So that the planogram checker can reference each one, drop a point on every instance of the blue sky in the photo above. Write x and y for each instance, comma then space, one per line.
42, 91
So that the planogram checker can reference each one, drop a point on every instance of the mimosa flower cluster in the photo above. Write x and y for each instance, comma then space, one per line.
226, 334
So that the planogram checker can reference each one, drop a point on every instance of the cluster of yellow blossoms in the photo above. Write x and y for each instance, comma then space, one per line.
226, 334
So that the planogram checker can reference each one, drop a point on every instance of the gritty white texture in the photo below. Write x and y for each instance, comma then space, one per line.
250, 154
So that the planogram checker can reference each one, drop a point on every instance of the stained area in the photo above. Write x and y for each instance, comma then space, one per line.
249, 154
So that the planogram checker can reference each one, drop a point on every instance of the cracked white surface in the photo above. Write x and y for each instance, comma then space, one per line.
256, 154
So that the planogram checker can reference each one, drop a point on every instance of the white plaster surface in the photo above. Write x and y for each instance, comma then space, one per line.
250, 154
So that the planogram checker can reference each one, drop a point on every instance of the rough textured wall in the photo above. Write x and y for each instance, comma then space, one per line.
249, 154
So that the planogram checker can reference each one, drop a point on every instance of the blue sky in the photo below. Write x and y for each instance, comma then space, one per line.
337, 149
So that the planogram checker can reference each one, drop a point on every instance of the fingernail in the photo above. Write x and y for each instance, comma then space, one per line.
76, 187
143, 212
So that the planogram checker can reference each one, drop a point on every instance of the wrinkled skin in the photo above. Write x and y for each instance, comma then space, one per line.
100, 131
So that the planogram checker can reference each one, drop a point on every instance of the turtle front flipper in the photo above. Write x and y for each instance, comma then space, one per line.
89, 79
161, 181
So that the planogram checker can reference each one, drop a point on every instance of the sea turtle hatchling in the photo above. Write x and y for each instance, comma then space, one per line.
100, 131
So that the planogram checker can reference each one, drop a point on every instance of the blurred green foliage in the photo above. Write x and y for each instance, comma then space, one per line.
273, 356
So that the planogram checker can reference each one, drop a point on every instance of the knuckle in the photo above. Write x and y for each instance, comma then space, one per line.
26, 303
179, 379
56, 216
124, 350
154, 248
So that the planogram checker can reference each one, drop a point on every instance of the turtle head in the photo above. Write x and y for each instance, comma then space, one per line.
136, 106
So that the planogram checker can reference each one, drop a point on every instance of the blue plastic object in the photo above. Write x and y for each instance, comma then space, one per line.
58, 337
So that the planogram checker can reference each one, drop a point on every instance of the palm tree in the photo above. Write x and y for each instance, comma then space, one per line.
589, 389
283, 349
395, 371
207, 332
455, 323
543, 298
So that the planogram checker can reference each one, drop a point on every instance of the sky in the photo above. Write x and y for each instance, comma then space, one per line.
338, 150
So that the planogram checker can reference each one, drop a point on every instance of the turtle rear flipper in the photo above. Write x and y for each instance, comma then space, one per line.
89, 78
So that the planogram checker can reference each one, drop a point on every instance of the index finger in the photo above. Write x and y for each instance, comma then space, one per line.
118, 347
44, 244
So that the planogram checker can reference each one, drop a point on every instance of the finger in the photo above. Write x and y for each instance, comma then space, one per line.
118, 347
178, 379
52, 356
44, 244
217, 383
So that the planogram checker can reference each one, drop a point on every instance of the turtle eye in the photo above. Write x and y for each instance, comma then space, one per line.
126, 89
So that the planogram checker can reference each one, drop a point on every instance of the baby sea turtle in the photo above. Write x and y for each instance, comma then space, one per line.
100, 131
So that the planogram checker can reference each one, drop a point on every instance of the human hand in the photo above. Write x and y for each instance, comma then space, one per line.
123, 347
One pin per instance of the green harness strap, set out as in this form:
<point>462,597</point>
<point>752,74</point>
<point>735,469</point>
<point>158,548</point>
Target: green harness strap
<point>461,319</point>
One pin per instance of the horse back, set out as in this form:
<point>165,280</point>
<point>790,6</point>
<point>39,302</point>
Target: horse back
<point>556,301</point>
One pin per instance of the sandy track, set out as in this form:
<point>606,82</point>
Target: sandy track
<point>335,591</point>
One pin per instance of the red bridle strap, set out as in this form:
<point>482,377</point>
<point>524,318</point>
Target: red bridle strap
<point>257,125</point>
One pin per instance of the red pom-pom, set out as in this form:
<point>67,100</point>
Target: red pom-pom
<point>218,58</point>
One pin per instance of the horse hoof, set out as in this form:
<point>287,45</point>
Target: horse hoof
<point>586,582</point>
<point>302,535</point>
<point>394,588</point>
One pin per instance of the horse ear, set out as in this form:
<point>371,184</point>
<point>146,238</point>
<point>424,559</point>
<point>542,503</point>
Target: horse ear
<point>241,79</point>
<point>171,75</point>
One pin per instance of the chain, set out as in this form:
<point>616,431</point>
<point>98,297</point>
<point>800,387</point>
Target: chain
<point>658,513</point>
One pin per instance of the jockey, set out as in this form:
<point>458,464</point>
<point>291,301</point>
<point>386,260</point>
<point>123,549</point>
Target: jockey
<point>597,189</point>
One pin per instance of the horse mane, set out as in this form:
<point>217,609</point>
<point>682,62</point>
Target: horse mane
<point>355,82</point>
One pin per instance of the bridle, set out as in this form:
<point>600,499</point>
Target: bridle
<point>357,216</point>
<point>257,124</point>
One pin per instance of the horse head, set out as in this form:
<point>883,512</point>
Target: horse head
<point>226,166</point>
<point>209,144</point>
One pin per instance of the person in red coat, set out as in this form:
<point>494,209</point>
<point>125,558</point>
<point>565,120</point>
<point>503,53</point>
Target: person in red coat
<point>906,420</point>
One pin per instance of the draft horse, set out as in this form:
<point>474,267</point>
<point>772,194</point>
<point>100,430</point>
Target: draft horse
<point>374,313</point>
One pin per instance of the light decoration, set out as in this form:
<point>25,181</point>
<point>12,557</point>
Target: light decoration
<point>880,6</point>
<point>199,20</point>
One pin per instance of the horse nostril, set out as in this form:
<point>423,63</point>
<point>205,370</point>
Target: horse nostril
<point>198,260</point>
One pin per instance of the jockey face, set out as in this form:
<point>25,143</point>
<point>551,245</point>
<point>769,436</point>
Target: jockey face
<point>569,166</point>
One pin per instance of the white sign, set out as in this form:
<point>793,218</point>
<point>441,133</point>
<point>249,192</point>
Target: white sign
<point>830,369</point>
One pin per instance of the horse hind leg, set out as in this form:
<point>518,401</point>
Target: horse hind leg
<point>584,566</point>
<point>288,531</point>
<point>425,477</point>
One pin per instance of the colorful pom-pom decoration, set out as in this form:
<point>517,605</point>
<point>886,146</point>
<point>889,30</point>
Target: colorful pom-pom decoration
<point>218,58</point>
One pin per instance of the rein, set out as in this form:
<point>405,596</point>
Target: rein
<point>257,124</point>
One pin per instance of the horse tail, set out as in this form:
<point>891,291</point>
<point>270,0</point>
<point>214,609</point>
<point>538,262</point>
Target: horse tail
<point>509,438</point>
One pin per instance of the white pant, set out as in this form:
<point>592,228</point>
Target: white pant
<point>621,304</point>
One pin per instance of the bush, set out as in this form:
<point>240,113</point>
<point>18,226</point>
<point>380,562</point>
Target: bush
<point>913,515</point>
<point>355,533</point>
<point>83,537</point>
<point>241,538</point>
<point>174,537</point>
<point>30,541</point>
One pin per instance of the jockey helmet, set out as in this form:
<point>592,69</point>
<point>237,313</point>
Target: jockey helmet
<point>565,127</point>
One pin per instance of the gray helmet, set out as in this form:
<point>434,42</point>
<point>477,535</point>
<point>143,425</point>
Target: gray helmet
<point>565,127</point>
____________________
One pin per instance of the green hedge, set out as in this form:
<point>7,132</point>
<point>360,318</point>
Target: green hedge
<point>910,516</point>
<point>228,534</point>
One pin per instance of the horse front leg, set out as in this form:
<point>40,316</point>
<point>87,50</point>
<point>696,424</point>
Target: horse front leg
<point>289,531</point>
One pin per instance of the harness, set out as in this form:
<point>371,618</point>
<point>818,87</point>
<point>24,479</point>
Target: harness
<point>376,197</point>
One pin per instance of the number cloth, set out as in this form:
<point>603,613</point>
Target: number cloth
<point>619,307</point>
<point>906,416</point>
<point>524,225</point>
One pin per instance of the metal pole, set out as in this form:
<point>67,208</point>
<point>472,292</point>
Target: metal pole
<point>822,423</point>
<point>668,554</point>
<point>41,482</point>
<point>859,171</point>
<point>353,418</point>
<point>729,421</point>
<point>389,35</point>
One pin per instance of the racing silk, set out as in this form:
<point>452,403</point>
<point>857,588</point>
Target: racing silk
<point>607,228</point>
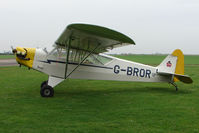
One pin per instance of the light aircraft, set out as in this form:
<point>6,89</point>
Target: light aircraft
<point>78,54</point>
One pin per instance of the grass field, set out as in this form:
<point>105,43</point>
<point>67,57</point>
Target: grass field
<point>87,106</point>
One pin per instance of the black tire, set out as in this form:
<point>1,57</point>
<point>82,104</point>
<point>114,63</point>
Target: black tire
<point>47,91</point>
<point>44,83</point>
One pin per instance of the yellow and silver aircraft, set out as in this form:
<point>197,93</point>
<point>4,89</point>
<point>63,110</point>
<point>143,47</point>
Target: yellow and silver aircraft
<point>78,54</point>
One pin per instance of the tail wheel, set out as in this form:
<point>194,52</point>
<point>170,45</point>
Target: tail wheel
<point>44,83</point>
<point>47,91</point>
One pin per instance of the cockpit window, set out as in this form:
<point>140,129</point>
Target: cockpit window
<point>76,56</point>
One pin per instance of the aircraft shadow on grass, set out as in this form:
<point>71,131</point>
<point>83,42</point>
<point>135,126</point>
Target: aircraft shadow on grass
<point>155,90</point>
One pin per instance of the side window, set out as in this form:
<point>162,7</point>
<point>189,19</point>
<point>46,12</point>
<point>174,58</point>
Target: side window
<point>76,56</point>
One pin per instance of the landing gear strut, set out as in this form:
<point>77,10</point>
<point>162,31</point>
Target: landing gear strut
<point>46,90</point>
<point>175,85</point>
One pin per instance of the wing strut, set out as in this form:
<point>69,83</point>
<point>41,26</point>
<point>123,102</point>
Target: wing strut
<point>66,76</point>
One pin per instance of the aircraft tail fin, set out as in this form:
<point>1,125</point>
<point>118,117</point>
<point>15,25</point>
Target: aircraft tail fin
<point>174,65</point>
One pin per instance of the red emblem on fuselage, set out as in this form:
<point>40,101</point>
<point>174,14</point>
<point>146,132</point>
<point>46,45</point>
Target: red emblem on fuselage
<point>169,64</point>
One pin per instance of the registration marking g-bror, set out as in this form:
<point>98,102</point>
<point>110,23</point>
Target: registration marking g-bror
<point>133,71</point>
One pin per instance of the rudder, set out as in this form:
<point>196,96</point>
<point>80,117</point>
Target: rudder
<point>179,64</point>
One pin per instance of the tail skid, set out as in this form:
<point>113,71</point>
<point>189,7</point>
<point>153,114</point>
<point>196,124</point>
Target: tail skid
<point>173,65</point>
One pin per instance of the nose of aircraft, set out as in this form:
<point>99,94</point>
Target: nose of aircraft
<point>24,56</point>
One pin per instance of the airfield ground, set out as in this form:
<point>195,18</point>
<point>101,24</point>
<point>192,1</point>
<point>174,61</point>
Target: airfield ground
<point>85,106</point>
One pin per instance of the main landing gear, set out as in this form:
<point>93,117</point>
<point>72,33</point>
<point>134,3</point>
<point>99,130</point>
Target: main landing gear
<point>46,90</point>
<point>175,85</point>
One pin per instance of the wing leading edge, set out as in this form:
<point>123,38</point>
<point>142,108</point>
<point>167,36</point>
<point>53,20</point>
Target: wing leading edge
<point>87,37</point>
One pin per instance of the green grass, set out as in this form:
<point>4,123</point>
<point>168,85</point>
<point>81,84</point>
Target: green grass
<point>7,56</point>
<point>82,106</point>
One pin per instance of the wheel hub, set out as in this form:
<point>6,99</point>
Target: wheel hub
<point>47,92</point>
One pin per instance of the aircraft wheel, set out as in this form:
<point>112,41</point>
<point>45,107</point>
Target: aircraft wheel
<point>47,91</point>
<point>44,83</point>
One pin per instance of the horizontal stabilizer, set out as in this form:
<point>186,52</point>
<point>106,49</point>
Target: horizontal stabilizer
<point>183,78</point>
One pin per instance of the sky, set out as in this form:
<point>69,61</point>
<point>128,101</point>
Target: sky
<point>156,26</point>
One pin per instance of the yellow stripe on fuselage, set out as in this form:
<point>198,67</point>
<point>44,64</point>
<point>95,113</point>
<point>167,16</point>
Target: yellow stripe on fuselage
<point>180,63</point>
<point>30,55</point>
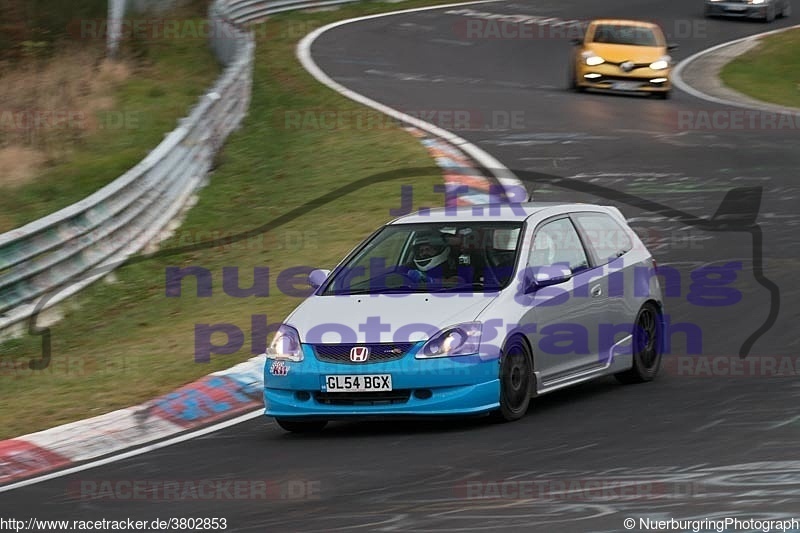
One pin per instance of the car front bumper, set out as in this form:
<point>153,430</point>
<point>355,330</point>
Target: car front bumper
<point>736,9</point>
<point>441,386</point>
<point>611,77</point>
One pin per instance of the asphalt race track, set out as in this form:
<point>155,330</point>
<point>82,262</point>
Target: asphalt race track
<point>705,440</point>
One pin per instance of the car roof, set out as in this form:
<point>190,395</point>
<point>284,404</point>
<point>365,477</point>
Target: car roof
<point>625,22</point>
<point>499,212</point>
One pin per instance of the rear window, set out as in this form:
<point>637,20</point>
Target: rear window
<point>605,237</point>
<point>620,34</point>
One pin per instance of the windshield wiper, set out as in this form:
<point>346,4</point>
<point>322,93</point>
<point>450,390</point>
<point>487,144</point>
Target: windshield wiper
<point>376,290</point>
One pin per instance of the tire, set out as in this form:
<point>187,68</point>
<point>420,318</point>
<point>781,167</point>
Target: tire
____________________
▶ _What to produce_: From the entries above, print the lines beginning at the one with "One pin per instance of the horse back, set" and stopping after the one with "<point>287,45</point>", exactly as written and with nothing else.

▶ _Answer area_:
One pin per instance of the horse back, set out as in this form:
<point>165,280</point>
<point>790,6</point>
<point>39,302</point>
Target: horse back
<point>556,301</point>
One pin per instance of the sandy track, set out as in this form:
<point>606,82</point>
Target: sandy track
<point>335,591</point>
One pin per instance of the red bridle strap, set out as in this form:
<point>482,377</point>
<point>524,318</point>
Target: red bridle strap
<point>257,125</point>
One pin per instance of the red pom-pom, set out as in this form:
<point>67,100</point>
Target: red pom-pom
<point>218,58</point>
One pin per instance of the horse hoof, set out as in this form:
<point>287,45</point>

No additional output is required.